▸ WRITTEN TASK 1: Reproduce the journal entry on lean inventory in a small studio, below, word for word.
--- --- ---
Friday, November 14, 2014

Studio Journal Episode 16 - Lean Living

I have discovered another constraint of my small living space that brings me back to my former life as an Industrial Engineer.  I have limited space in a variety of places such as my fridge, freezer, closet, etc. So I have developed a lean process to handle my inventory and use pull scheduling rather than push.

Let me explain for those of you not ingrained in the IE/lean mentality.

Like many people, I buy beer by the 12-pack.  When I had a full sized fridge, the whole thing would go in.  This is a push schedule.  When I bought the beer, it entered the system.  Now, I have room for one bottle, or maybe two in an emergency.  So I have one in inventory.  When I need a beer, I take it out and another comes out of the cabinet and goes into the fridge.  It is only on demand (needing a beer), not supply (buying the beer), that it enters my inventory (fridge).  If I know in advance that I will need two (Patriots/Broncos football game) I can update the schedule and double my inventory.  I need enough advanced notice for the processing time (getting it cold).

A similar thing happens with vegetables.  I like having something different every day.  Since I live alone, that meant having half full bags and plastic containers of different kinds in the fridge with leftovers.  Over the course of a week or so, I could rotate my choices depending on what I was in the mood for.  But now I have room for just one or two.  So I have to buy in smaller batch sizes, rotate between a smaller variety of SKUs, and only after the inventory is depleted can I switch to a new variety.
--- --- ---
▸ WRITTEN TASK 2: Locate every line in the rows below that contains the string "sunset" and copy each such line in full.
--- --- ---
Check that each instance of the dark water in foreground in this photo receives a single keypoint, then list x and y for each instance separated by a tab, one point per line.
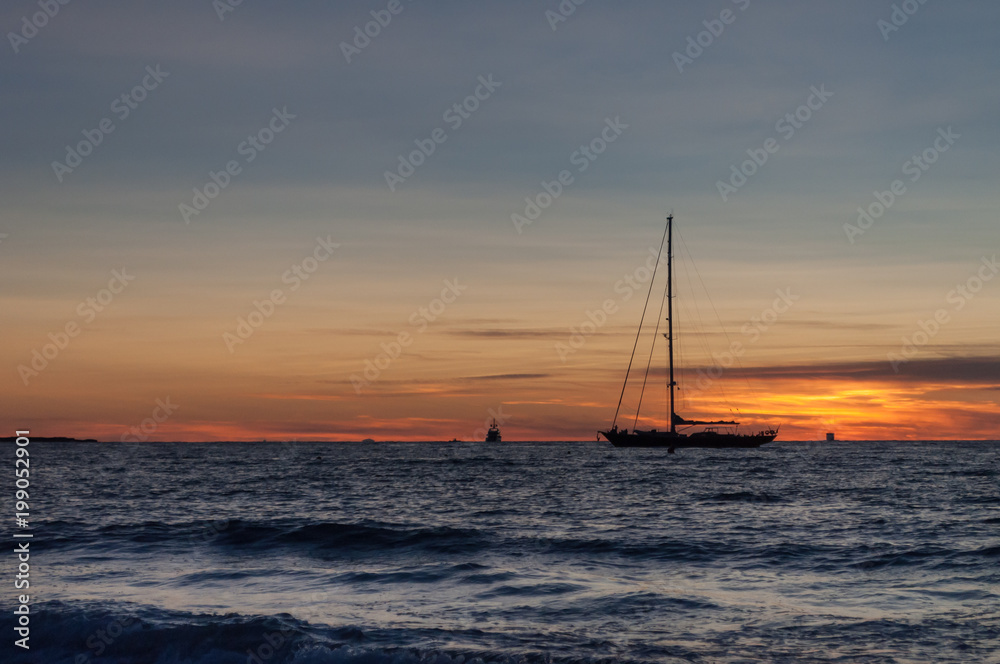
574	552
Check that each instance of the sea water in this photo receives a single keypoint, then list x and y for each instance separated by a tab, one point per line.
512	552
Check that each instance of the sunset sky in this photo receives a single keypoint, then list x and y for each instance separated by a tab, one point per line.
348	249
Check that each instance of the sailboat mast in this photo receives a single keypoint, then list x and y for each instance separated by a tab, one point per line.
670	316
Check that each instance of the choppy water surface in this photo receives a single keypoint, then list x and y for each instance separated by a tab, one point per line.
575	552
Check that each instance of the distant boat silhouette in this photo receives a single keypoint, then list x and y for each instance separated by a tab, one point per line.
716	434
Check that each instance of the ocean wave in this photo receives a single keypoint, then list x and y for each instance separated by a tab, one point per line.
102	634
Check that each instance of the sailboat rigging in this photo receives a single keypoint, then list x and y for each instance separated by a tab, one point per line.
716	434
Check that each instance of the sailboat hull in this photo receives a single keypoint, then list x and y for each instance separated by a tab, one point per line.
705	439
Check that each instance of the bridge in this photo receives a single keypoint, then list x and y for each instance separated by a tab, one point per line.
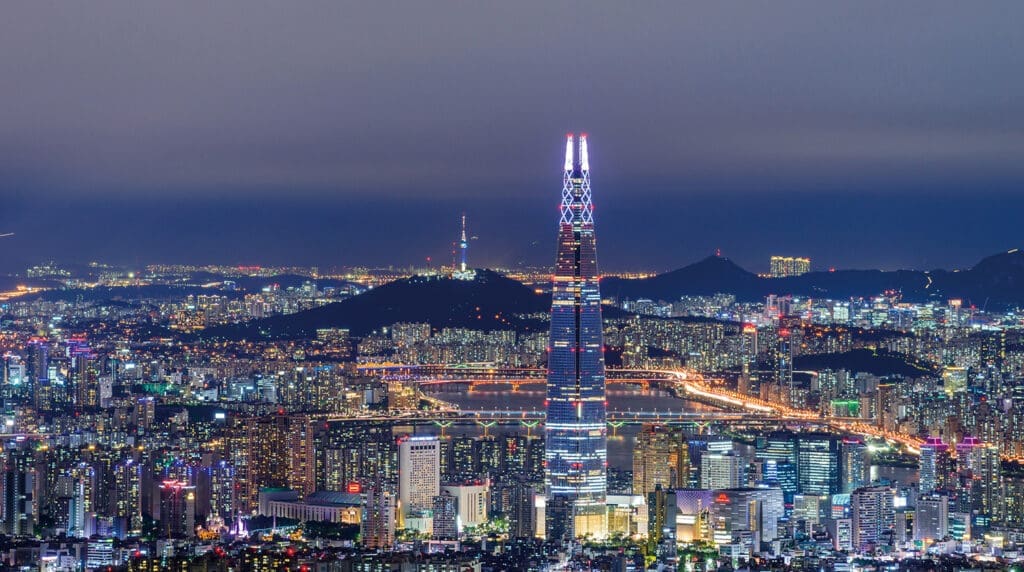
472	376
738	408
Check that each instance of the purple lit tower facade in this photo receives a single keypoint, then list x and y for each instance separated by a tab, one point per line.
576	452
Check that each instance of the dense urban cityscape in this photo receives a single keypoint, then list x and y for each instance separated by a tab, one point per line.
483	287
185	418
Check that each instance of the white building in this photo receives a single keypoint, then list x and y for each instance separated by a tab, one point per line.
419	473
471	501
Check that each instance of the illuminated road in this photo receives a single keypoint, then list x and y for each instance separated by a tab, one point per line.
739	408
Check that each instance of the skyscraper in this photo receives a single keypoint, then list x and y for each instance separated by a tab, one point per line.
576	432
419	474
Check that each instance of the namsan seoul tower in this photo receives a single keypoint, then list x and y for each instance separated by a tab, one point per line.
576	434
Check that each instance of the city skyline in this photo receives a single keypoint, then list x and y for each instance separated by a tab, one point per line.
278	293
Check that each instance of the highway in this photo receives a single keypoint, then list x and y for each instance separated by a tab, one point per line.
738	408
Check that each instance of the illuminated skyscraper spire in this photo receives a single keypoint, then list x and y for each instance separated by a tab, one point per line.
574	431
463	245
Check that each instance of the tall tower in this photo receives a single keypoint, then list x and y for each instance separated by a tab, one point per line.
576	433
463	246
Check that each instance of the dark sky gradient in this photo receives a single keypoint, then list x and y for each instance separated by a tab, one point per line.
869	134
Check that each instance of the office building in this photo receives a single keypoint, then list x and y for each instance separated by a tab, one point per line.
576	430
419	474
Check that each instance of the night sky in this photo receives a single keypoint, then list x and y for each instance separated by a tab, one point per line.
866	134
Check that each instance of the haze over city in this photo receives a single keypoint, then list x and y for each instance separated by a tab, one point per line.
327	287
262	133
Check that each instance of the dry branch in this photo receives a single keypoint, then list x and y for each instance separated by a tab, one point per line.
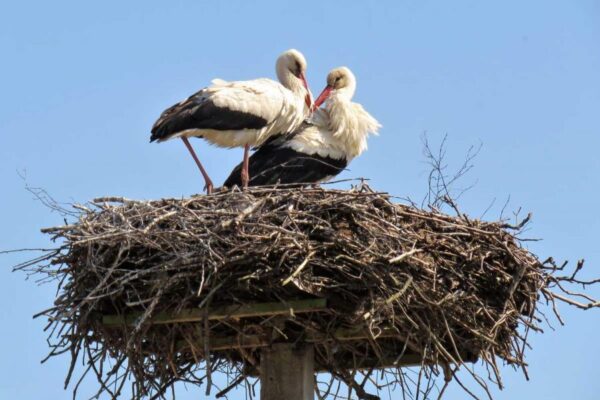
158	292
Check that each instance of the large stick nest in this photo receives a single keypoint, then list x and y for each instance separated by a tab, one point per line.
401	286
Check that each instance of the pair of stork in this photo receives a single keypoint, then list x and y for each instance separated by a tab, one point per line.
296	141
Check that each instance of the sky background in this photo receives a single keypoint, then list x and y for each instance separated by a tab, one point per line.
81	84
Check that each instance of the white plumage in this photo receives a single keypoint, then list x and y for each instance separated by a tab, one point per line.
240	113
341	128
323	145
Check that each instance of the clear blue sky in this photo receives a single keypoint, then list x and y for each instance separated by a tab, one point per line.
82	82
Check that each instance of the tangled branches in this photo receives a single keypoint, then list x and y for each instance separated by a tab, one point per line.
172	290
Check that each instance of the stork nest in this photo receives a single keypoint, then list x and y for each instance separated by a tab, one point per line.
159	292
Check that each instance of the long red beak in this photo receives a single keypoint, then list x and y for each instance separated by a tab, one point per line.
322	97
307	99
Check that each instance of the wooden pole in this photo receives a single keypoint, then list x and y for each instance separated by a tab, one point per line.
287	373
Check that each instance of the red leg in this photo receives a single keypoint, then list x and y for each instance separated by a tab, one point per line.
245	165
208	186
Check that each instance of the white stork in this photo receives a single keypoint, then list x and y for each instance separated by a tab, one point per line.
240	113
323	145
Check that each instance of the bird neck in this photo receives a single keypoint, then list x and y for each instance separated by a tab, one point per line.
290	81
349	124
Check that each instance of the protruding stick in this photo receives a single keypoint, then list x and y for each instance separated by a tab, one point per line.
245	166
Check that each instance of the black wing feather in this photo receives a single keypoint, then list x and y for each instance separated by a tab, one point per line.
270	165
198	112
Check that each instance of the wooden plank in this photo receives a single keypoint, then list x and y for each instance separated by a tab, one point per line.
255	341
217	313
287	373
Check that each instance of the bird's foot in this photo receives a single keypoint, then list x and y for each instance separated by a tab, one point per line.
208	187
245	181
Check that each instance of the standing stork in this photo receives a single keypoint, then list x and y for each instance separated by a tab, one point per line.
240	113
323	145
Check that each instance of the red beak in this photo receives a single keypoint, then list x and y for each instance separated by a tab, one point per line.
307	99
322	97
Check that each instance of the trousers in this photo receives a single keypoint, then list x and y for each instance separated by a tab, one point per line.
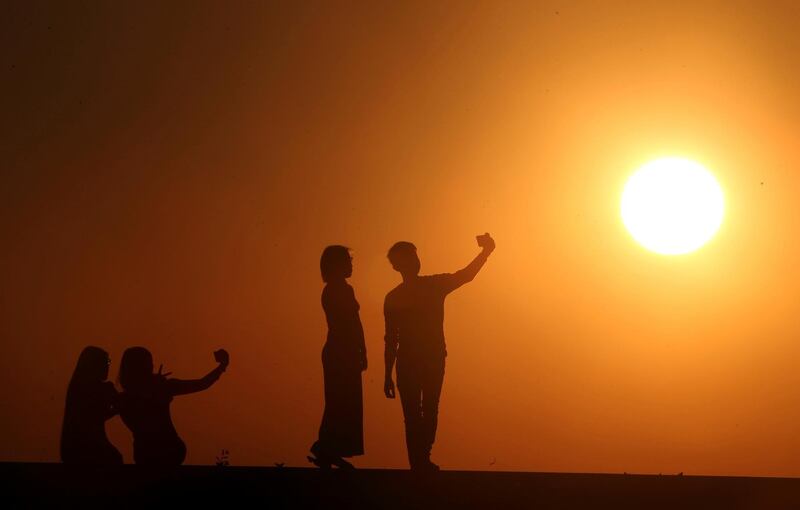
419	382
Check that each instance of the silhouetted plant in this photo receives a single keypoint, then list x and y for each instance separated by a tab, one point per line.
223	459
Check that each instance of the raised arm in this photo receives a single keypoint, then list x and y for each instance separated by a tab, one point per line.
186	386
390	339
467	274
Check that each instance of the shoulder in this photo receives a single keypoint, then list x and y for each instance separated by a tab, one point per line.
392	294
337	292
436	279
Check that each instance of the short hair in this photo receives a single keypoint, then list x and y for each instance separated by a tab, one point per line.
333	262
398	249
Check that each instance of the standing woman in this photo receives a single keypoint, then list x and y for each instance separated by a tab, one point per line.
144	405
91	400
344	357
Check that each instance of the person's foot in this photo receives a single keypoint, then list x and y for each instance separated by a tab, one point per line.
319	462
430	466
341	463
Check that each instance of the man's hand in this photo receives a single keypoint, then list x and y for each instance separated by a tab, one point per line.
388	387
222	357
486	242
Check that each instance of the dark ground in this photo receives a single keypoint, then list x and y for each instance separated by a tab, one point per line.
55	485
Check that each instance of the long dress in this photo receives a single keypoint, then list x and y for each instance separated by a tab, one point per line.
147	415
83	434
342	430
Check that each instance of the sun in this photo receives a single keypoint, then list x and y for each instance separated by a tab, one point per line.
672	206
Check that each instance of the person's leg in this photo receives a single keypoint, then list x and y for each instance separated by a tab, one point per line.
431	392
409	387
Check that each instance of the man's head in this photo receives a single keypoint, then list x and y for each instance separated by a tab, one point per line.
403	257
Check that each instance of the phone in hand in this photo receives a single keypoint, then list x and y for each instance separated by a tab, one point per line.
221	356
485	240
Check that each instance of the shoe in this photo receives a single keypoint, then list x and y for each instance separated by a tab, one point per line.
341	463
320	463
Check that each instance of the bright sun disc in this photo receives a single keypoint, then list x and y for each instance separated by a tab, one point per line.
672	206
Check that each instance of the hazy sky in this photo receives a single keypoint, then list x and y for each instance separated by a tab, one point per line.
169	175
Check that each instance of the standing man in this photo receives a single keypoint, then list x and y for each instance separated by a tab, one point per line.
414	313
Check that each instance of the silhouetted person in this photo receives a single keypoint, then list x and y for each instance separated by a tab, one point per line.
344	357
414	314
144	405
91	400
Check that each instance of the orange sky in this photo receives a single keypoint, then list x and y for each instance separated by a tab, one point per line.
171	174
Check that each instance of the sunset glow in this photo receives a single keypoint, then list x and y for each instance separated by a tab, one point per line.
672	206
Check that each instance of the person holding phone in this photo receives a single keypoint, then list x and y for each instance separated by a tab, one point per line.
144	405
414	316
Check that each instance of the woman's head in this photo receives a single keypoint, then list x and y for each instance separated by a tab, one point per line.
335	263
136	368
92	366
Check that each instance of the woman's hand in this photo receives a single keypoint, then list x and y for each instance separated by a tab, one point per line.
388	387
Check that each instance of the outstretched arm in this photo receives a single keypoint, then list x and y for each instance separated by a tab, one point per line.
186	386
467	274
390	349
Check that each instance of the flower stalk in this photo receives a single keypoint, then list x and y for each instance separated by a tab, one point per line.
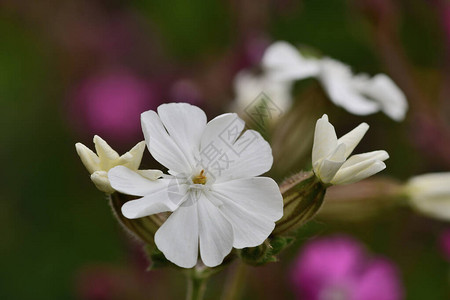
303	196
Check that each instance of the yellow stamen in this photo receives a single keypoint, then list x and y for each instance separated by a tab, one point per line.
199	179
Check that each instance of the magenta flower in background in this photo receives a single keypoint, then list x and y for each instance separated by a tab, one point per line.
109	104
338	268
444	243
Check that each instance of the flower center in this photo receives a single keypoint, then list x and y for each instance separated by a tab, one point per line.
199	179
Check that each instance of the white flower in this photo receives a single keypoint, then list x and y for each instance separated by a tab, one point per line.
430	194
106	158
283	62
248	87
360	94
329	155
216	200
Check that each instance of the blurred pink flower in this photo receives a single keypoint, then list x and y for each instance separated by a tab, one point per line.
338	268
444	241
186	90
109	104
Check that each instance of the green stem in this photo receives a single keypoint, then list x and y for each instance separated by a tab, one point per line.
235	282
196	285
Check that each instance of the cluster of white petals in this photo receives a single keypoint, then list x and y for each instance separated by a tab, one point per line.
330	155
106	158
359	94
216	200
430	194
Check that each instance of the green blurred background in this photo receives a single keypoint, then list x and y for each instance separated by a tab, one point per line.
58	235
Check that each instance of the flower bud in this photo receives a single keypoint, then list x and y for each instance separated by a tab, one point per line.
303	196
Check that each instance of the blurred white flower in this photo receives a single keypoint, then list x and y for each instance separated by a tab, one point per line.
360	94
283	62
106	158
249	87
430	194
329	155
216	200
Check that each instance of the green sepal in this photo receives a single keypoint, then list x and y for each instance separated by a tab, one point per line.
303	196
157	258
266	252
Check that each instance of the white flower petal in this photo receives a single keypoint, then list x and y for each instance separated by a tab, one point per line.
106	154
374	168
325	139
228	157
130	182
154	203
352	138
185	124
177	237
373	155
100	179
282	61
215	233
89	159
249	229
150	174
260	196
132	159
342	88
221	132
432	184
162	147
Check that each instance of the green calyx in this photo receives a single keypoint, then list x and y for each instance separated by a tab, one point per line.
303	196
266	252
143	228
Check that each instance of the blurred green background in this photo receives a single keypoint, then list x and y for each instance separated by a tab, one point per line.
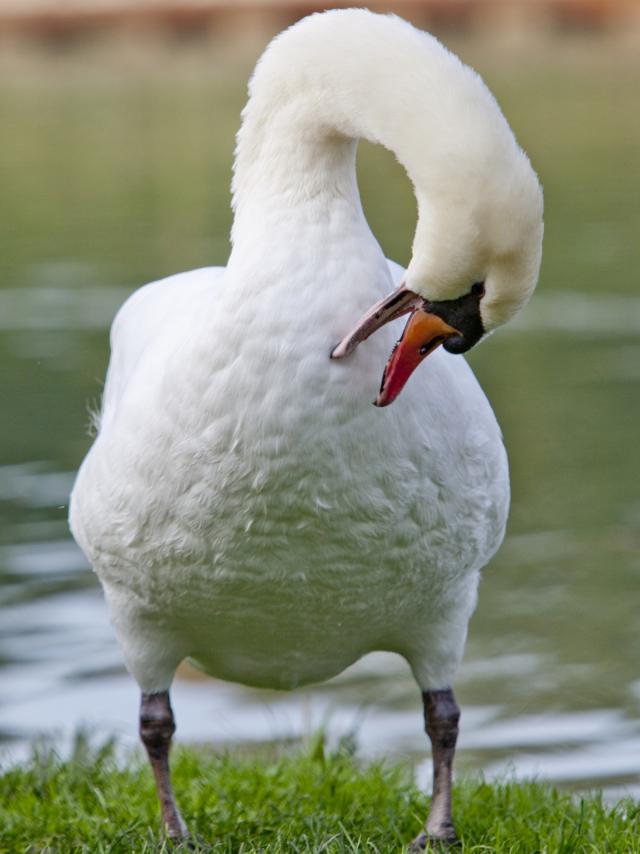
--- --- ---
▸ WORKED ANSWER 1:
Friday, November 14, 2014

Studio Journal Episode 16 - Lean Living

I have discovered another constraint of my small living space that brings me back to my former life as an Industrial Engineer.  I have limited space in a variety of places such as my fridge, freezer, closet, etc. So I have developed a lean process to handle my inventory and use pull scheduling rather than push.

Let me explain for those of you not ingrained in the IE/lean mentality.

Like many people, I buy beer by the 12-pack.  When I had a full sized fridge, the whole thing would go in.  This is a push schedule.  When I bought the beer, it entered the system.  Now, I have room for one bottle, or maybe two in an emergency.  So I have one in inventory.  When I need a beer, I take it out and another comes out of the cabinet and goes into the fridge.  It is only on demand (needing a beer), not supply (buying the beer), that it enters my inventory (fridge).  If I know in advance that I will need two (Patriots/Broncos football game) I can update the schedule and double my inventory.  I need enough advanced notice for the processing time (getting it cold).

A similar thing happens with vegetables.  I like having something different every day.  Since I live alone, that meant having half full bags and plastic containers of different kinds in the fridge with leftovers.  Over the course of a week or so, I could rotate my choices depending on what I was in the mood for.  But now I have room for just one or two.  So I have to buy in smaller batch sizes, rotate between a smaller variety of SKUs, and only after the inventory is depleted can I switch to a new variety.

▸ WORKED ANSWER 2:
Check that each instance of the sunset sky in this photo receives a single keypoint, then list x and y for each instance separated by a tab, one point per line.
Check that each instance of the sunset glow in this photo receives a single keypoint, then list x and y for each instance separated by a tab, one point per line.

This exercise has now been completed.